GIVEN REQUEST:
Rewrite the lines of the items below as a Markdown table with the columns "Row" and "Text," starting with the line containing "Tell me if any draped" and going on through the end of the items, leaving out blank lines and pictures.

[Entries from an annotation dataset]
-- start --

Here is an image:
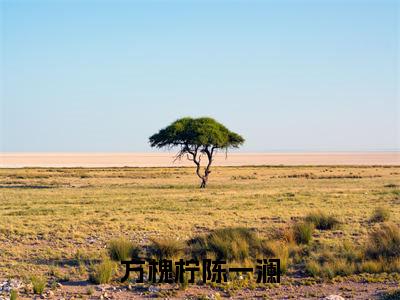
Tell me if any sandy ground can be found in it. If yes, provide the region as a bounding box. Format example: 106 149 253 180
0 152 400 168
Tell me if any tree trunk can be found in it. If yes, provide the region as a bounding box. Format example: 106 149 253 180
200 176 208 189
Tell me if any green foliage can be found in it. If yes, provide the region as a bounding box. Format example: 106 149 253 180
10 289 18 300
149 117 244 148
89 259 116 284
292 222 314 244
365 224 400 259
379 290 400 300
306 211 340 230
189 227 260 261
370 207 390 223
108 238 139 261
149 238 184 259
31 276 46 295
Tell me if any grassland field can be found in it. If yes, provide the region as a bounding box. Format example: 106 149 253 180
0 166 400 298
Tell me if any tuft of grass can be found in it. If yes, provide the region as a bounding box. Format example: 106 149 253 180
365 224 400 259
149 238 184 259
188 227 261 261
89 259 116 284
370 207 390 223
292 222 314 244
10 289 18 300
108 238 139 261
359 260 382 274
305 211 340 230
379 289 400 300
31 276 46 295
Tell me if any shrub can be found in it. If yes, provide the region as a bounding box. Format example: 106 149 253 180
89 259 116 284
365 224 400 259
292 222 314 244
306 260 321 277
10 290 18 300
370 207 390 223
31 276 46 295
189 227 261 261
379 290 400 300
359 260 382 274
149 238 184 259
275 243 289 274
108 238 139 261
305 211 340 230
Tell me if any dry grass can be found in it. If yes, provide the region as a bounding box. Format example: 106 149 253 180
0 166 400 280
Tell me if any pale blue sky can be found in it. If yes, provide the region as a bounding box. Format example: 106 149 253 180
0 0 400 152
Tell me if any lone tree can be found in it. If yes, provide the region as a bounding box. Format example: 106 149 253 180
149 118 244 188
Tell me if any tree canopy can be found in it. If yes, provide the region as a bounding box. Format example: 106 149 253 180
149 117 244 188
150 117 244 149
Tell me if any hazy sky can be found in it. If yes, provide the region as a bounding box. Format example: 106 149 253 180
0 0 400 152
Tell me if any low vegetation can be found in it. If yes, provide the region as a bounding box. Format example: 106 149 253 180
108 238 140 261
149 238 184 259
305 211 340 230
292 222 314 244
89 259 116 284
0 166 400 298
370 207 390 223
31 276 46 295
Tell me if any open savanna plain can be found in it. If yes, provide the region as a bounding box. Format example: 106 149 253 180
0 166 400 299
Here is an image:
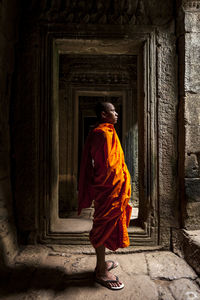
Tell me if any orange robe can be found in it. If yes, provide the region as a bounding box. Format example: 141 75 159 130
78 123 132 251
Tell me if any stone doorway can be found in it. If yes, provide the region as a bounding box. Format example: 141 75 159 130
58 54 139 229
41 33 157 245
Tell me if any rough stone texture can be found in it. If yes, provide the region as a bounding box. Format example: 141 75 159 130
177 1 200 230
169 278 200 300
23 0 174 25
0 247 200 300
146 252 197 280
185 178 200 202
12 26 40 239
157 28 178 239
173 230 200 274
0 0 18 268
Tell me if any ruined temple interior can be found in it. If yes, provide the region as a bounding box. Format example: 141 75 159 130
0 0 200 290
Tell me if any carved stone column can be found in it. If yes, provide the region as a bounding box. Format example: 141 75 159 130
177 0 200 230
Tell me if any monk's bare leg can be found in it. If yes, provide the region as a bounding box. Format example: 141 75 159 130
95 245 122 287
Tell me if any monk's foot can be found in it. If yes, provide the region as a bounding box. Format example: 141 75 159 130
106 260 119 271
95 271 124 290
95 260 119 272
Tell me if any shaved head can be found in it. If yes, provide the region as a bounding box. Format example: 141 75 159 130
95 102 111 121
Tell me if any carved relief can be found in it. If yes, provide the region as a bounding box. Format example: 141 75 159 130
182 0 200 11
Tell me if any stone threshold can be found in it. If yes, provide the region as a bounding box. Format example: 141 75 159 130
172 229 200 275
42 244 166 256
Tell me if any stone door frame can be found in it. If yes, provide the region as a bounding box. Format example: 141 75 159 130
39 26 158 245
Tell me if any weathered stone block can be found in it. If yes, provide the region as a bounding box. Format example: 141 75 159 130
169 278 200 300
185 178 200 202
185 33 200 93
185 154 199 178
185 125 200 153
185 94 200 126
146 251 197 280
185 12 200 32
185 202 200 230
0 151 10 179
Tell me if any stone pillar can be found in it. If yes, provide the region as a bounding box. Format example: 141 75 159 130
177 0 200 230
0 0 18 269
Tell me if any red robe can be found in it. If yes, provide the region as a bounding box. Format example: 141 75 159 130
78 123 132 251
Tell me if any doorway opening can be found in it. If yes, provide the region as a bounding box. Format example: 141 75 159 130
42 37 157 244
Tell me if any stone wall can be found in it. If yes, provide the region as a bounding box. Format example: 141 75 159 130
0 0 18 268
178 1 200 230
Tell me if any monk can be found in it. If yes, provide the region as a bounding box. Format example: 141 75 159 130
78 102 132 290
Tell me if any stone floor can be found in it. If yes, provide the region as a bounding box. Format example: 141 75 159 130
0 246 200 300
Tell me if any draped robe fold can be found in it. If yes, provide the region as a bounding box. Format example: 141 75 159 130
78 123 132 251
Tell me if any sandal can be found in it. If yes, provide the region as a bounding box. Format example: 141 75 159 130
106 260 119 271
95 276 124 291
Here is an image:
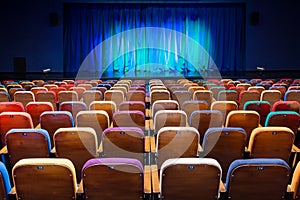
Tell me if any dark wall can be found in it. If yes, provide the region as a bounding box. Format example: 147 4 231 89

-- end --

TASK RESULT:
| Row | Text |
|---|---|
| 1 | Tell me if any draped robe fold can be found in it. If yes, provide the region as a bounding box. Format example: 141 75 159 130 |
| 2 | 78 123 132 251 |
| 3 | Tell me if any sandal can be found in it. If yes, provide the region as a bounding box. Format example: 141 75 159 130 |
| 4 | 106 260 119 271 |
| 5 | 95 276 124 291 |
| 6 | Here is an image: |
| 7 | Tell me if any dark wall can be found in it. If yes, provide the region as a bounding box. Format example: 147 4 231 89 |